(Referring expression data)
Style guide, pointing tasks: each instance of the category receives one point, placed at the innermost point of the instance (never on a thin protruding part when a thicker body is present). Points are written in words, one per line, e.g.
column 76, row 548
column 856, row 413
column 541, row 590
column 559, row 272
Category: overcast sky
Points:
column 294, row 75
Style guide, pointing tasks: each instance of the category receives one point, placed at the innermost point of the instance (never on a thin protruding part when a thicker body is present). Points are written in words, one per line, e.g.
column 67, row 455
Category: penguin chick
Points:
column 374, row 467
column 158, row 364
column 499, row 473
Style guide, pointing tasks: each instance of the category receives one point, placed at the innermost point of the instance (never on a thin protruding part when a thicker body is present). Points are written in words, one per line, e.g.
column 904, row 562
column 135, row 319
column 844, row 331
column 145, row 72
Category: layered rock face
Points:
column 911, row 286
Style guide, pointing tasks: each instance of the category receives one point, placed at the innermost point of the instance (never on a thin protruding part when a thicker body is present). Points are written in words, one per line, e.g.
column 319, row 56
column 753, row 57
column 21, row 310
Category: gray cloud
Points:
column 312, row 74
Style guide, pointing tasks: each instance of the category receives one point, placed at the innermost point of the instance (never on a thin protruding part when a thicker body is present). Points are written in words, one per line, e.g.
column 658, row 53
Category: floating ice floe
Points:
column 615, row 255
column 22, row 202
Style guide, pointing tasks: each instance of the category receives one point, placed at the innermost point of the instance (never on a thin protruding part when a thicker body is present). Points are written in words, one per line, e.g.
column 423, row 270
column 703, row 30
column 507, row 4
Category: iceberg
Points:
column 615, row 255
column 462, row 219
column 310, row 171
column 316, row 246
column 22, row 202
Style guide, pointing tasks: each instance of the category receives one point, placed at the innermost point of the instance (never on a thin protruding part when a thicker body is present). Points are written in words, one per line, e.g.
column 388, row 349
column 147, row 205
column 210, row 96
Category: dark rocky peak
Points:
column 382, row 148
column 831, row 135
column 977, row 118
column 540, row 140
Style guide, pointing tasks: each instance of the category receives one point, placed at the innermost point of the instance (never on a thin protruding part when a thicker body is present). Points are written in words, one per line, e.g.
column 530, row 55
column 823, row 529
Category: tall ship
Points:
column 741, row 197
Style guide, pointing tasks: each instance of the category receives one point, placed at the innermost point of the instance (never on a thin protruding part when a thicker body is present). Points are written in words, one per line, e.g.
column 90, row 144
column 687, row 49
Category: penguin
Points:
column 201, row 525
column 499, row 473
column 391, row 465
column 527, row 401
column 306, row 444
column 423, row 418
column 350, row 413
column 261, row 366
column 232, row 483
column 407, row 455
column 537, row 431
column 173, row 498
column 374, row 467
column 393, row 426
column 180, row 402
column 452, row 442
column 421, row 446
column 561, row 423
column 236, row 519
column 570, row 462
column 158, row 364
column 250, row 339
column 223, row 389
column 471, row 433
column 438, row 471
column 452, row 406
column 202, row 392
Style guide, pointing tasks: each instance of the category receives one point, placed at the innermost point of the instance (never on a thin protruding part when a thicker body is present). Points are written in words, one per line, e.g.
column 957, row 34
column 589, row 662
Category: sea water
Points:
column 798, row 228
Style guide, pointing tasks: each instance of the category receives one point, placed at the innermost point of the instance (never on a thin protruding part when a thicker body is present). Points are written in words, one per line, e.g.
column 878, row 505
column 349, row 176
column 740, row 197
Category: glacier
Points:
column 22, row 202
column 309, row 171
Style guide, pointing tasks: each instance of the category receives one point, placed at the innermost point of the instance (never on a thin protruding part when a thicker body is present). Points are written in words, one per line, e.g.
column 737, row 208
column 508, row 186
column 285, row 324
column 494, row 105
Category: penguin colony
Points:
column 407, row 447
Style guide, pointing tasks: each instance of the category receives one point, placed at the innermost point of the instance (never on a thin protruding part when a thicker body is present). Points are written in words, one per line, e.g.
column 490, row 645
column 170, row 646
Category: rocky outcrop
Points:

▶ Problem statement
From the entries above, copy every line containing the word "rocky".

▶ Solution to this exercise
Category: dark rocky peak
Category: rocky outcrop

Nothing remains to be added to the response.